* START Input for this task *
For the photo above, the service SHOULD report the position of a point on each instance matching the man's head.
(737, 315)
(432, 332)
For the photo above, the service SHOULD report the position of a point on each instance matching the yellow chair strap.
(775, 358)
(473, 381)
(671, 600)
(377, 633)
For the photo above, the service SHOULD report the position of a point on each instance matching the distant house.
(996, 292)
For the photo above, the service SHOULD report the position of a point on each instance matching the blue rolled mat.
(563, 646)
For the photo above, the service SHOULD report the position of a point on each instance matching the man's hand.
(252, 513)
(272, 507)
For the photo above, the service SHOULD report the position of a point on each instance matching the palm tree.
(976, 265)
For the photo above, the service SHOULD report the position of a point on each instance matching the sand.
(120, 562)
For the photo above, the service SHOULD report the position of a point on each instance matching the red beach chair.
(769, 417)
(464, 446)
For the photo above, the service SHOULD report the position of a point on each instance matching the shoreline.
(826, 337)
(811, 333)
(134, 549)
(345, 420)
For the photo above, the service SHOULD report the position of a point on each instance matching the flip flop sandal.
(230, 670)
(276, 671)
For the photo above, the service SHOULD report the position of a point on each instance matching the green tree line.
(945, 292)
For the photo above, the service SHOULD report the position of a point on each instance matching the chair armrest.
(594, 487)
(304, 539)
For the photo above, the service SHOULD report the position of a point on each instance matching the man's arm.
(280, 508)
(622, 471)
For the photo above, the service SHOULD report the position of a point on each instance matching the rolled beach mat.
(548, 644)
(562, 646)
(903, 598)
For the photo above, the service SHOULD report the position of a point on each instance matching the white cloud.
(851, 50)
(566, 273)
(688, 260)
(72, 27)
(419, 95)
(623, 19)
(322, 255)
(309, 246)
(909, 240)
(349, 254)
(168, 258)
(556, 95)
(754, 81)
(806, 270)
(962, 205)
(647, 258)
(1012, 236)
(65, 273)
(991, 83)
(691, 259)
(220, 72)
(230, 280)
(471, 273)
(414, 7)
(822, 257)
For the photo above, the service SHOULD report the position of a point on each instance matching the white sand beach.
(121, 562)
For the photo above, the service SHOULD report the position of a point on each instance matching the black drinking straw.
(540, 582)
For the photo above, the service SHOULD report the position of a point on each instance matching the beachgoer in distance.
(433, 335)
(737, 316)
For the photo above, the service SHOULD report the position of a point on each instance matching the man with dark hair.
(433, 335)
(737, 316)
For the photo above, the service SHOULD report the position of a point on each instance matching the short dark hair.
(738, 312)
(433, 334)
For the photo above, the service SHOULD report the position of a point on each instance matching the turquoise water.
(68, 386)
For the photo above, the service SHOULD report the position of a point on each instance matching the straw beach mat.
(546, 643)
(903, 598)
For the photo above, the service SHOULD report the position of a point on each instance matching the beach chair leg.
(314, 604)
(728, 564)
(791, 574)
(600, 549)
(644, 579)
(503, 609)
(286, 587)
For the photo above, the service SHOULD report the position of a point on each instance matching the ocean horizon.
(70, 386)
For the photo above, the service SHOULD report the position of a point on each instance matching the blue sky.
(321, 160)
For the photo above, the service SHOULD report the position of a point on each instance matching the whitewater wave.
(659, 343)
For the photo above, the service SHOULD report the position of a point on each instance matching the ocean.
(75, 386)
* END Input for this task *
▸ The request:
Write out the listing above again, swapping each "SHOULD" for "MUST" and keeping everything else the same.

▸ Task output:
For the photo above, the service MUST report the position of a point on each instance matching the man's head.
(737, 315)
(432, 332)
For the photo above, the service MUST report the position of a point on each instance matching the yellow chair strap.
(775, 358)
(473, 381)
(671, 600)
(377, 633)
For the photo above, the service MUST report the position of a point on each instance matching the distant house.
(996, 292)
For the photo above, the service MUST report the position of a point on each instance matching the blue rolled mat.
(563, 646)
For the photo above, the service MUST report the position of a point on each instance matching the man's hand.
(252, 513)
(272, 507)
For the photo above, the service MUST report the position of a point on each instance matching the palm tree.
(976, 265)
For the photo above, the service MUST report the position of a point on each instance matching the sand.
(120, 562)
For the photo above, the service MUST report the position of a point on each instance matching the red beach chair.
(769, 417)
(464, 446)
For the photo above, the service MUST report the position of a point on each instance matching the shoreline.
(826, 337)
(811, 333)
(134, 549)
(345, 420)
For the photo above, the service MUST report the position of a point on each instance matching the flip flop sandal.
(230, 670)
(276, 671)
For the photo above, the service MUST report the position of a point on each instance matching the green tree line.
(945, 292)
For the photo above, the service MUST report the position of a point on each instance matching the chair armrest.
(594, 487)
(304, 539)
For the photo above, the service MUST report the position of a point on each instance matching the man's arm.
(280, 508)
(622, 471)
For the photo above, the service MUST report the position of a point on each instance matching the rolled beach mat.
(548, 644)
(562, 646)
(903, 598)
For the photo above, the service MUST report the position of a point on each instance matching the white cloud.
(851, 50)
(566, 273)
(688, 260)
(72, 27)
(419, 95)
(623, 19)
(322, 255)
(309, 246)
(909, 240)
(349, 254)
(168, 258)
(556, 95)
(754, 81)
(806, 270)
(962, 205)
(647, 258)
(1012, 236)
(65, 273)
(991, 83)
(691, 259)
(220, 72)
(230, 280)
(471, 273)
(414, 7)
(822, 257)
For the photo above, the service MUST report the position of a point on each instance matching the white sand beach.
(121, 562)
For the photo above, the service MUST report the position of a point on each instance matching the black drinking straw.
(540, 582)
For the photo above, the service MUST report the position of a point on each instance matching the beachgoer in distance.
(433, 335)
(737, 316)
For the photo above, the service MUST report the position of a point on each instance matching the man with dark hair.
(433, 335)
(737, 316)
For the photo above, the service MUST report the position of a point on each instance matching the short dark hair.
(738, 312)
(433, 334)
For the photo above, the service MUST report the position of a point on each instance matching the turquoise water.
(68, 386)
For the photo above, the service MUST report the position of a point on each instance matching the straw beach mat.
(546, 643)
(903, 598)
For the photo above, the service MUST report the position of a point on each instance matching the beach chair leg.
(314, 604)
(728, 564)
(791, 574)
(600, 549)
(644, 579)
(503, 609)
(286, 587)
For the photo above, the service MUST report the position of a point on each instance matching the ocean horizon.
(70, 386)
For the photo above, the service MUST report the position of a point on each instance matching the blue sky.
(321, 160)
For the photo above, the service MUST report the position of a point on each instance matching the whitewater wave.
(659, 343)
For the photo above, the service MUST report the position of a point on each instance matching the ocean.
(75, 386)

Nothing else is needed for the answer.